WHAT THIS TASK INVOLVES
Write all of the entries again. Keep them exactly as they are.

DATA IN THIS EXERCISE
━━━━━━━━━━

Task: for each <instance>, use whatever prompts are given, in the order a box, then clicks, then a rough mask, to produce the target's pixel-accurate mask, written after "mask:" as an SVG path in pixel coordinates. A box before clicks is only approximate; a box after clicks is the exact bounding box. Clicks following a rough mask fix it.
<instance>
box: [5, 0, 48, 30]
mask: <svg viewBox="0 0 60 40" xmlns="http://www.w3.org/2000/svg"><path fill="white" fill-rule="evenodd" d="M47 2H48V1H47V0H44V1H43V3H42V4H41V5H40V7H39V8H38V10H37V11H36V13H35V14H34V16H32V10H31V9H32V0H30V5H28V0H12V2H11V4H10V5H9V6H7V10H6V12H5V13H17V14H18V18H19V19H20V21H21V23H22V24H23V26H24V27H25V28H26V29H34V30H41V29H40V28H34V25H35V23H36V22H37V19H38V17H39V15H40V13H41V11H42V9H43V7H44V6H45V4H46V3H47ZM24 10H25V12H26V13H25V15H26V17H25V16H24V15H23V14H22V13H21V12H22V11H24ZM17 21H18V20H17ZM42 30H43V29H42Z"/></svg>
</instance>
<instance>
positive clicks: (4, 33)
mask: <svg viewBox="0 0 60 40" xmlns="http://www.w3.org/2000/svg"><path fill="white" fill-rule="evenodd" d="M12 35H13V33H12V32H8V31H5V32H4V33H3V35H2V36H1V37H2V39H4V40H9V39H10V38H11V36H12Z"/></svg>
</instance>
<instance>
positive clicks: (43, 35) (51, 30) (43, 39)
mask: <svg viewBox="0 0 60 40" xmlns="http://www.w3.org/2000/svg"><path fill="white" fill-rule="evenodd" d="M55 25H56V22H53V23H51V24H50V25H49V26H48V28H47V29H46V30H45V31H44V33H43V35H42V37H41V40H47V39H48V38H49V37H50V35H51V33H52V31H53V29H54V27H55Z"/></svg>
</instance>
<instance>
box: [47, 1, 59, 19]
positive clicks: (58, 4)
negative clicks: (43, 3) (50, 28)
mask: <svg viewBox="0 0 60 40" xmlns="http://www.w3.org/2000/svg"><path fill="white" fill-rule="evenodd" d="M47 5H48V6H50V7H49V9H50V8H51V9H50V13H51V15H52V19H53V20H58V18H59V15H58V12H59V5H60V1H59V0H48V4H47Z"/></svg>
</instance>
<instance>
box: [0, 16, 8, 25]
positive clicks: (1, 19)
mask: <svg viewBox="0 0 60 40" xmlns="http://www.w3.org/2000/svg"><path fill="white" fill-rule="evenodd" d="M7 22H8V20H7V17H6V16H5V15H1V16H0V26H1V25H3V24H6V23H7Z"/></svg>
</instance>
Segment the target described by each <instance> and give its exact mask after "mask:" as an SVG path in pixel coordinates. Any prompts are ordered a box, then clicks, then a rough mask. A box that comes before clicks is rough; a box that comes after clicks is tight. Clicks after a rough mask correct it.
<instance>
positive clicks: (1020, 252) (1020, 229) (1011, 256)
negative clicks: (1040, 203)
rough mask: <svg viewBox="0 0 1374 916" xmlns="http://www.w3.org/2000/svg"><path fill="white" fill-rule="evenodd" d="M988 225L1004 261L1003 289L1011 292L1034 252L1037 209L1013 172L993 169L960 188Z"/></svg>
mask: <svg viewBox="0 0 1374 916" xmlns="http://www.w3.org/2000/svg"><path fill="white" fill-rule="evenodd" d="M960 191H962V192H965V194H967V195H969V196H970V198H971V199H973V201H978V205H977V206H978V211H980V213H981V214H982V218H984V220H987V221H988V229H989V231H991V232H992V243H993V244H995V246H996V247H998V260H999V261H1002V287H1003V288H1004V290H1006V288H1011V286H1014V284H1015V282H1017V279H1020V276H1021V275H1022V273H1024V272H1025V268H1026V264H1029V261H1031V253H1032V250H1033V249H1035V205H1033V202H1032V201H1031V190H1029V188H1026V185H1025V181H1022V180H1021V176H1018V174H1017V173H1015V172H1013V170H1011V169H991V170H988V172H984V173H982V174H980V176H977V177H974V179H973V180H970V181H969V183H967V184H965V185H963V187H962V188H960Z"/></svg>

━━━━━━━━━━

TASK ANSWER
Task: for each <instance>, use whatever prompts are given, in the order a box, then clicks, then a rough mask, to produce the target's pixel-accurate mask, written after "mask:" as an SVG path in pixel coordinates. A box before clicks is only approximate; a box after clicks is the exact bounding box. Clicks following a rough mask fix it.
<instance>
box: [5, 0, 48, 30]
mask: <svg viewBox="0 0 60 40" xmlns="http://www.w3.org/2000/svg"><path fill="white" fill-rule="evenodd" d="M47 2H48V1H47V0H44V1H43V3H42V4H41V5H40V7H39V8H38V10H37V11H36V13H35V14H34V16H32V10H31V9H32V0H30V5H28V0H12V2H11V4H10V5H9V6H7V10H6V12H5V13H17V14H18V18H19V19H20V21H21V23H22V24H23V26H24V27H25V28H26V29H34V30H41V29H40V28H34V25H35V23H36V22H37V19H38V17H39V15H40V13H41V11H42V9H43V7H44V6H45V4H46V3H47ZM24 10H25V12H26V13H25V15H26V17H25V16H24V15H23V14H22V13H21V12H22V11H24ZM17 21H18V20H17ZM42 30H43V29H42Z"/></svg>
</instance>
<instance>
positive clicks: (4, 33)
mask: <svg viewBox="0 0 60 40" xmlns="http://www.w3.org/2000/svg"><path fill="white" fill-rule="evenodd" d="M12 35H13V33H12V32H8V31H5V32H4V33H3V35H2V36H1V37H2V39H4V40H9V39H10V38H11V36H12Z"/></svg>
</instance>
<instance>
positive clicks: (43, 35) (51, 30) (43, 39)
mask: <svg viewBox="0 0 60 40" xmlns="http://www.w3.org/2000/svg"><path fill="white" fill-rule="evenodd" d="M55 25H56V22H53V23H51V24H50V25H49V26H48V28H47V29H46V30H45V31H44V33H43V35H42V37H41V40H47V39H48V38H49V37H50V35H51V33H52V31H53V29H54V27H55Z"/></svg>
</instance>
<instance>
box: [47, 1, 59, 19]
positive clicks: (58, 4)
negative clicks: (43, 3) (50, 28)
mask: <svg viewBox="0 0 60 40" xmlns="http://www.w3.org/2000/svg"><path fill="white" fill-rule="evenodd" d="M47 5H48V6H50V7H49V9H50V8H51V9H50V13H51V15H52V19H53V20H58V18H59V15H58V12H59V5H60V1H59V0H48V4H47Z"/></svg>
</instance>
<instance>
box: [0, 16, 8, 25]
positive clicks: (1, 19)
mask: <svg viewBox="0 0 60 40" xmlns="http://www.w3.org/2000/svg"><path fill="white" fill-rule="evenodd" d="M7 22H8V20H7V17H6V16H5V15H1V16H0V26H1V25H3V24H6V23H7Z"/></svg>
</instance>
Segment the target described by each <instance> and give its exact mask after "mask:" as an SVG path in pixel coordinates. Any prompts are ordered a box, then clicks, then a rough mask. A box that comes before clicks is rough; a box that comes after clicks is tight. Clicks after a rough mask correct it.
<instance>
positive clicks: (1020, 252) (1020, 229) (1011, 256)
negative clicks: (1040, 203)
rough mask: <svg viewBox="0 0 1374 916" xmlns="http://www.w3.org/2000/svg"><path fill="white" fill-rule="evenodd" d="M988 225L1004 261L1003 289L1011 292L1034 252L1037 209L1013 172L993 169L960 188Z"/></svg>
mask: <svg viewBox="0 0 1374 916" xmlns="http://www.w3.org/2000/svg"><path fill="white" fill-rule="evenodd" d="M960 191H962V192H965V194H967V195H969V196H970V198H971V199H973V201H978V205H977V206H978V211H980V213H981V214H982V218H984V220H987V221H988V229H989V231H991V232H992V243H993V244H995V246H996V247H998V260H999V261H1002V287H1003V288H1004V290H1006V288H1011V286H1014V284H1015V282H1017V279H1020V276H1021V275H1022V273H1024V272H1025V268H1026V264H1029V261H1031V253H1032V250H1033V249H1035V205H1033V202H1032V201H1031V190H1029V188H1026V185H1025V181H1022V180H1021V176H1018V174H1017V173H1015V172H1013V170H1011V169H991V170H988V172H984V173H982V174H980V176H977V177H974V179H973V180H970V181H969V183H967V184H965V185H963V187H962V188H960Z"/></svg>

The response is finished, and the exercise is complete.